## START GIVEN DATA
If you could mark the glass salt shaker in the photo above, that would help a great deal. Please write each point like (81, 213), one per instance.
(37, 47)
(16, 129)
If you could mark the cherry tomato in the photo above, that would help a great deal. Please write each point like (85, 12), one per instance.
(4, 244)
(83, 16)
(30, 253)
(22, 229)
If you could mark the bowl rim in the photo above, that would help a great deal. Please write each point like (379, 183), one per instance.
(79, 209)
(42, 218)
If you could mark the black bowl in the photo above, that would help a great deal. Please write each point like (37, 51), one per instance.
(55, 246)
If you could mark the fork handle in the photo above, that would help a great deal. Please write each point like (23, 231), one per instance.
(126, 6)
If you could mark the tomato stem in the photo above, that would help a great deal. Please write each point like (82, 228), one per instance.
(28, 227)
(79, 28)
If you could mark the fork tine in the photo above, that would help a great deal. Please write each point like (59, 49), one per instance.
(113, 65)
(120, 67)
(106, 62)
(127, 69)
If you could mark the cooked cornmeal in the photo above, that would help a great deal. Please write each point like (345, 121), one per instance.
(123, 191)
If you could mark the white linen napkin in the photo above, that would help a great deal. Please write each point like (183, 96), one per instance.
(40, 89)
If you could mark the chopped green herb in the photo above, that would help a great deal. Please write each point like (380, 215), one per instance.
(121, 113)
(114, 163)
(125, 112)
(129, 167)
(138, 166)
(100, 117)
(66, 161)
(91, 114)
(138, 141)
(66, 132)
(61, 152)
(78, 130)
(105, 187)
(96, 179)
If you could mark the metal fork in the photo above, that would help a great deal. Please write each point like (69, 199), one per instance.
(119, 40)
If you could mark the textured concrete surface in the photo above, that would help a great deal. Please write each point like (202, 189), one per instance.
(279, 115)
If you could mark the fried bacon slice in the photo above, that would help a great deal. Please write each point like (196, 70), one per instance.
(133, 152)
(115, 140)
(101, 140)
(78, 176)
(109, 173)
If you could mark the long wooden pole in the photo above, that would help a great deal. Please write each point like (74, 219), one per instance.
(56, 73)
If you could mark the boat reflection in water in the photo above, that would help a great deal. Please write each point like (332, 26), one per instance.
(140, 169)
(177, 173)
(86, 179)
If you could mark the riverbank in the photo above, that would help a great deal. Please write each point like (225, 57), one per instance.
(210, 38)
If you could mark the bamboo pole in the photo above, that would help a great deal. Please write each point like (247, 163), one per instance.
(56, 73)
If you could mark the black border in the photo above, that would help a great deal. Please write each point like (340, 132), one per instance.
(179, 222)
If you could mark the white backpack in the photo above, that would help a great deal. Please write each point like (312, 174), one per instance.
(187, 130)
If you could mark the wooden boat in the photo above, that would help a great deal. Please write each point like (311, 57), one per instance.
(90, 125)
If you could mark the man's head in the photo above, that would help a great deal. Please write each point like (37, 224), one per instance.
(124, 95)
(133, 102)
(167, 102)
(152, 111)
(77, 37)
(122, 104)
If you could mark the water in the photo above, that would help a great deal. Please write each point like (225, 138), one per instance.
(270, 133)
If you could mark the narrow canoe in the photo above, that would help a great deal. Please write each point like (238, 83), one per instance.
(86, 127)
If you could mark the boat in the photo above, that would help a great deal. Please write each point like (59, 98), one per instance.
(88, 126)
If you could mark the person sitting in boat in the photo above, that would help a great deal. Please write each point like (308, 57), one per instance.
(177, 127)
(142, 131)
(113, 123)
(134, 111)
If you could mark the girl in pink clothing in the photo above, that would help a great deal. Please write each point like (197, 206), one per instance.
## END GIVEN DATA
SET TASK:
Rewrite all of the entries with "that would help a great deal" replaced by "that would be very useful" wherever it occurs, leaving every other word and point untouched.

COMPLETED EXERCISE:
If you could mark the glass salt shaker in the photo above, that would be very useful. Please write each point like (81, 213), one per instance.
(37, 47)
(16, 129)
If you could mark the cherry tomato in the photo above, that would be very useful. Please write each point like (85, 12), one per instance.
(4, 244)
(83, 16)
(30, 253)
(22, 229)
If you could mark the bowl rim in the photo above, that would be very useful. Please write each point like (379, 183), one per instance.
(79, 209)
(42, 218)
If you could mark the black bowl in the photo above, that would be very useful. Please write each point like (37, 51), one per instance.
(55, 246)
If you could mark the fork handle in the photo above, that would be very useful. Please write each point like (23, 231), one per instance.
(126, 6)
If you could mark the tomato stem in the photo above, that would be very useful. Please write each point like (82, 228), one per instance.
(28, 227)
(79, 28)
If you could mark the fork tine in the photo above, that would be very useful. Please write each point like (59, 49), one per instance.
(113, 65)
(120, 67)
(106, 62)
(127, 69)
If you could mark the cooked cornmeal in the photo above, that would be very useful. Please write each point like (345, 121), one per instance.
(123, 191)
If you could mark the white linen napkin in the photo above, that would be very useful. Please write each point like (183, 96), one per instance.
(40, 89)
If you could mark the chopped green herb in the photo above, that would be very useful. Please write each point like (380, 215), one per instance.
(121, 113)
(114, 163)
(125, 112)
(129, 167)
(138, 166)
(100, 117)
(66, 161)
(91, 114)
(138, 141)
(66, 132)
(61, 152)
(78, 130)
(105, 187)
(96, 179)
If you could mark the metal fork in the photo above, that would be very useful. Please write each point like (69, 199), one per instance.
(119, 40)
If you could mark the textured concrete surface in the photo above, that would be very useful. Please write each point like (202, 189), one per instance.
(279, 115)
If you could mark the fried bacon slice in the photo above, that would be very useful. Please write each point like (196, 70), one per instance.
(133, 152)
(115, 140)
(101, 140)
(78, 176)
(109, 173)
If you could mark the long wooden pole in the photo above, that would be very useful. Please write each point like (74, 219), one per instance.
(56, 73)
If you could mark the boat reflection in water in the photo above, that would be very useful. Please write each point like (332, 26), one per instance.
(140, 169)
(177, 173)
(86, 179)
If you could mark the riverbank in the photo above, that would be very useful. Please write each point like (225, 57), one per instance.
(210, 38)
If you could mark the bamboo pole in the photo above, that would be very useful. Please write each point like (247, 163), one per instance.
(56, 73)
If you could mark the black border in the photo above, that would be very useful. Please write each point like (340, 132), one per instance.
(179, 222)
If you could mark the white backpack in the photo above, that would be very useful. Please write each point like (312, 174), one per instance.
(187, 130)
If you could mark the wooden boat in the photo above, that would be very useful. Please write each point like (311, 57), one per instance.
(90, 125)
If you could mark the man's head in the photo above, that would be very useful. Please write each point like (37, 224), one per instance.
(124, 95)
(133, 102)
(167, 102)
(152, 111)
(77, 37)
(122, 104)
If you could mark the water in the photo above, that would be very useful. Please write each point like (225, 138), one per instance.
(270, 133)
If you could mark the narrow canoe in the photo above, that would be very useful. Please write each point like (238, 83), one per instance.
(86, 127)
If you could mark the boat in the photo above, that would be very useful. Please write each point like (59, 98), one per instance.
(88, 126)
If you could mark the person sitting in boat in the photo above, that would be very useful. Please write each point like (308, 57), one per instance.
(177, 127)
(142, 131)
(113, 123)
(134, 111)
If you could mark the girl in pink clothing in the photo above, that would be very useful. Please write each point like (197, 206), one per instance.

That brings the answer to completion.